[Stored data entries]
=======

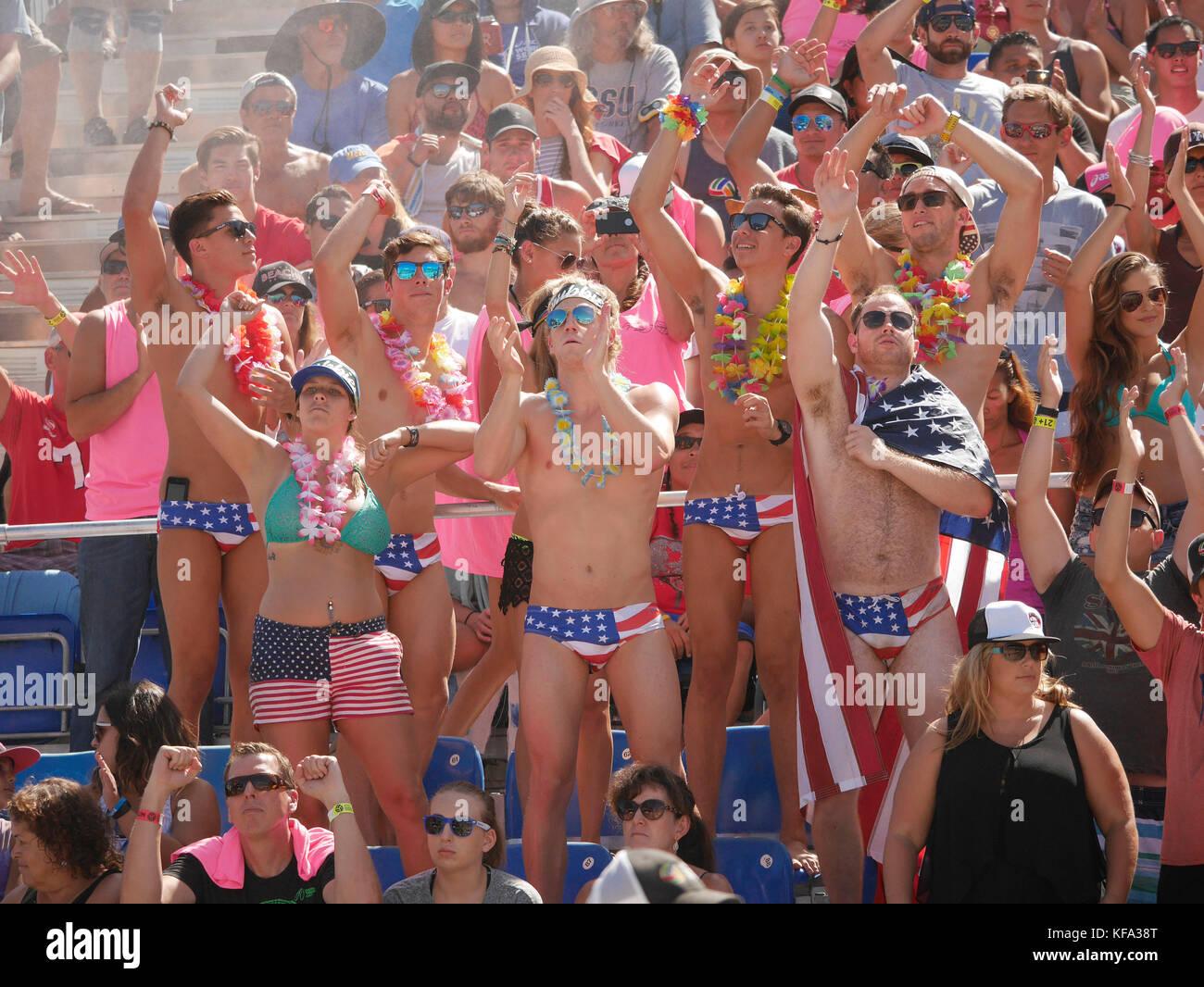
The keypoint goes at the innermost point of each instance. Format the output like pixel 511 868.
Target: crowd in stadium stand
pixel 899 296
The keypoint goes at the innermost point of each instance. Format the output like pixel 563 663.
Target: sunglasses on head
pixel 650 809
pixel 474 209
pixel 433 269
pixel 237 228
pixel 1131 301
pixel 1136 518
pixel 1040 131
pixel 1016 651
pixel 460 827
pixel 877 319
pixel 260 782
pixel 931 199
pixel 263 107
pixel 803 121
pixel 758 221
pixel 583 314
pixel 943 22
pixel 1169 49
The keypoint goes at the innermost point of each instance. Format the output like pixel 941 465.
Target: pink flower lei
pixel 445 398
pixel 321 514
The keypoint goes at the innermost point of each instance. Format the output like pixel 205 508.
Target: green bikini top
pixel 368 531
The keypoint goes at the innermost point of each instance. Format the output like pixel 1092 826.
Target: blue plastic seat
pixel 585 862
pixel 610 826
pixel 456 758
pixel 759 869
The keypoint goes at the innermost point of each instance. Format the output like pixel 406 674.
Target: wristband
pixel 947 135
pixel 338 809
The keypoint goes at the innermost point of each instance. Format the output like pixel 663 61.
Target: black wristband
pixel 786 432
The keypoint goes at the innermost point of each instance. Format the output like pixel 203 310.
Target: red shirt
pixel 280 237
pixel 48 466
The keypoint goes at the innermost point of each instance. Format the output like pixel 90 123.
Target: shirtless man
pixel 208 540
pixel 416 266
pixel 591 582
pixel 892 543
pixel 289 175
pixel 938 228
pixel 738 508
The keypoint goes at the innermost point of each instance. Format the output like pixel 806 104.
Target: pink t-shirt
pixel 480 541
pixel 1178 660
pixel 129 456
pixel 649 354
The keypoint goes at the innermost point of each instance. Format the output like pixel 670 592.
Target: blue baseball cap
pixel 330 366
pixel 345 164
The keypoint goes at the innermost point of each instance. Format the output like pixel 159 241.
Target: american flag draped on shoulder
pixel 838 746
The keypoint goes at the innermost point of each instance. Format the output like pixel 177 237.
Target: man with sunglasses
pixel 266 857
pixel 949 31
pixel 1102 638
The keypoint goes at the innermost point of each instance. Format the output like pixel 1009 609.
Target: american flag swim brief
pixel 325 673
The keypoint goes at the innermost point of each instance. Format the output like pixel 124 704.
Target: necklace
pixel 445 398
pixel 938 302
pixel 566 434
pixel 252 344
pixel 321 516
pixel 765 356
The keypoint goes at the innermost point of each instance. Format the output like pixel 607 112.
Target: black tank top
pixel 1012 825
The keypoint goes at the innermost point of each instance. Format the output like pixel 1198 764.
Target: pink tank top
pixel 481 542
pixel 129 456
pixel 649 354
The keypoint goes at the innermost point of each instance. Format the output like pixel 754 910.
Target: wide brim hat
pixel 365 35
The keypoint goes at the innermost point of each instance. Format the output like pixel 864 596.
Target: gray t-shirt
pixel 976 97
pixel 622 87
pixel 501 889
pixel 1097 660
pixel 1068 218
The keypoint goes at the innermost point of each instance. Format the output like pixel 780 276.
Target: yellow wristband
pixel 947 135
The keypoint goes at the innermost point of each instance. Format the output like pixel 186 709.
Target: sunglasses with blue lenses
pixel 583 314
pixel 433 269
pixel 803 121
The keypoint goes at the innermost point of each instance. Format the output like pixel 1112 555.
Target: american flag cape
pixel 838 746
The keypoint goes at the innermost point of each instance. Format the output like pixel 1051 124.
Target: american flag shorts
pixel 406 556
pixel 594 634
pixel 229 524
pixel 325 673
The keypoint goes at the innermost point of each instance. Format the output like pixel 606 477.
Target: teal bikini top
pixel 368 531
pixel 1152 409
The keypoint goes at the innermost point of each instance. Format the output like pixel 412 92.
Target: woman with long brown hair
pixel 1004 793
pixel 1115 309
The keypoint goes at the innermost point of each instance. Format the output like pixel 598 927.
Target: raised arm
pixel 1135 602
pixel 1047 549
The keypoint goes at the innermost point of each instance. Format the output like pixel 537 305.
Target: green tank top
pixel 368 531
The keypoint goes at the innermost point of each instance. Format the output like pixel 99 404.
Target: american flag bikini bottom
pixel 886 622
pixel 406 556
pixel 741 516
pixel 229 524
pixel 594 634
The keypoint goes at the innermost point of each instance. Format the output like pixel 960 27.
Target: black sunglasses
pixel 1136 517
pixel 931 199
pixel 237 228
pixel 1131 301
pixel 260 782
pixel 650 807
pixel 758 221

=======

GIVEN REQUEST ▸ Convert these lines into a numbered list, omitting blank lines and leaving out the pictures.

FINAL RESULT ▸
1. The keypoint goes at the innermost point of each instance. Format the output like pixel 511 868.
2. Target: crowd in stadium stand
3. pixel 899 296
4. The keypoint goes at the innermost point of each instance. Format the output like pixel 563 663.
5. Target: sunglasses on head
6. pixel 650 809
7. pixel 474 209
8. pixel 433 269
9. pixel 237 228
10. pixel 1131 301
11. pixel 1136 518
12. pixel 1040 131
13. pixel 1016 651
14. pixel 460 827
15. pixel 877 319
16. pixel 260 782
17. pixel 931 199
18. pixel 263 107
19. pixel 803 121
20. pixel 758 221
21. pixel 583 314
22. pixel 943 22
23. pixel 1169 49
24. The keypoint goes at the innermost point of each instance. Format the output like pixel 941 465.
25. Target: pink flower lei
26. pixel 445 398
27. pixel 321 514
28. The keypoint goes at the innermost point of each instance. Format the output like pixel 205 508.
29. Target: green bikini top
30. pixel 368 531
31. The keypoint goes at the innermost point of each instance. Format the output like pixel 1092 826.
32. Target: blue plastic seat
33. pixel 585 862
34. pixel 610 826
35. pixel 456 758
36. pixel 759 869
37. The keypoint goes at the innermost point of each instance. Format the output like pixel 406 674.
38. Target: wristband
39. pixel 947 135
40. pixel 338 809
41. The keypoint goes at the innermost point of each instance. Format the output like pixel 663 61.
42. Target: black wristband
43. pixel 786 432
44. The keypoint goes at the innermost point of each instance. Format the output like pixel 203 310.
45. Target: red shirt
46. pixel 280 237
47. pixel 48 466
48. The keypoint goes at the innermost point of each instance. Format the output like pixel 90 123.
49. Target: shirtless man
50. pixel 208 540
51. pixel 416 266
52. pixel 591 582
53. pixel 892 543
54. pixel 289 175
55. pixel 938 228
56. pixel 738 508
57. The keypoint goes at the innermost point of each instance. Format the output like pixel 806 104.
58. Target: pink t-shirt
59. pixel 480 541
60. pixel 1178 660
61. pixel 129 456
62. pixel 649 354
63. The keypoint goes at the innermost point of each instance. Format the output like pixel 670 592.
64. Target: blue baseball cap
65. pixel 330 366
66. pixel 345 164
67. The keypoint goes at the innermost point of each instance. Format the output like pixel 159 241.
68. Target: american flag draped on shoulder
69. pixel 838 746
70. The keypoint goes at the innermost point of each instance. Format the output like pixel 177 237.
71. Target: man with sunglasses
72. pixel 266 857
73. pixel 949 31
74. pixel 1102 638
75. The keypoint goes at the innermost point of each instance. Format the output like pixel 1009 609.
76. Target: american flag swim brief
77. pixel 325 673
78. The keypoint goes at the innermost point of each instance. Format the output like pixel 124 704.
79. Target: necklace
80. pixel 445 398
81. pixel 938 302
82. pixel 566 434
83. pixel 252 344
84. pixel 321 516
85. pixel 765 356
86. The keypoint goes at the innermost point of each instance. Format the output like pixel 607 112.
87. Target: black tank top
88. pixel 1012 825
89. The keypoint goes at the innermost point of each instance. Format the output like pixel 1198 764.
90. Target: pink tank top
91. pixel 481 542
92. pixel 129 456
93. pixel 649 354
94. The keypoint goes at the innermost point of each instance. Format the output like pixel 754 910.
95. Target: wide brim hat
96. pixel 365 35
97. The keypoint goes at the innermost point of each instance. Format the output like pixel 864 596.
98. Target: gray t-shirt
99. pixel 976 97
100. pixel 622 87
101. pixel 501 889
102. pixel 1097 660
103. pixel 1068 218
104. The keypoint goes at the innermost point of each instance. Format the output like pixel 780 276.
105. Target: yellow wristband
106. pixel 947 135
107. The keypoint goes at the innermost point of each instance. Format the output like pixel 186 709.
108. Target: sunglasses with blue lenses
109. pixel 583 314
110. pixel 433 269
111. pixel 803 121
112. The keypoint goes at the innermost point of each instance. Format the output like pixel 1112 555.
113. Target: american flag cape
114. pixel 838 746
115. The keypoint goes at the innermost point of each instance. Format the output like pixel 1051 124.
116. Target: american flag shorts
117. pixel 406 556
118. pixel 594 634
119. pixel 229 524
120. pixel 325 673
121. The keypoint goes at the innermost point of each instance. Format the output like pixel 606 477.
122. Target: teal bikini top
123. pixel 368 531
124. pixel 1152 409
125. The keypoint goes at the innermost point of each instance. Format the output like pixel 412 92.
126. Target: woman with long brown hair
127. pixel 1004 793
128. pixel 1115 309
129. The keypoint goes at the innermost point of each instance. Format the output like pixel 598 927.
130. Target: raised arm
131. pixel 1135 602
132. pixel 1047 549
133. The keypoint goes at the innermost point of each instance. Format the output like pixel 537 305.
134. Target: green tank top
135. pixel 368 531
136. The keypoint goes at the innermost point of each instance. Format the output like pixel 99 404.
137. Target: american flag bikini bottom
138. pixel 886 622
139. pixel 406 556
140. pixel 741 516
141. pixel 229 524
142. pixel 594 634
143. The keypoint goes at the innermost point of each instance. Format the output like pixel 960 27.
144. Target: black sunglasses
145. pixel 1136 517
146. pixel 931 199
147. pixel 237 228
148. pixel 1131 301
149. pixel 260 782
150. pixel 650 807
151. pixel 758 221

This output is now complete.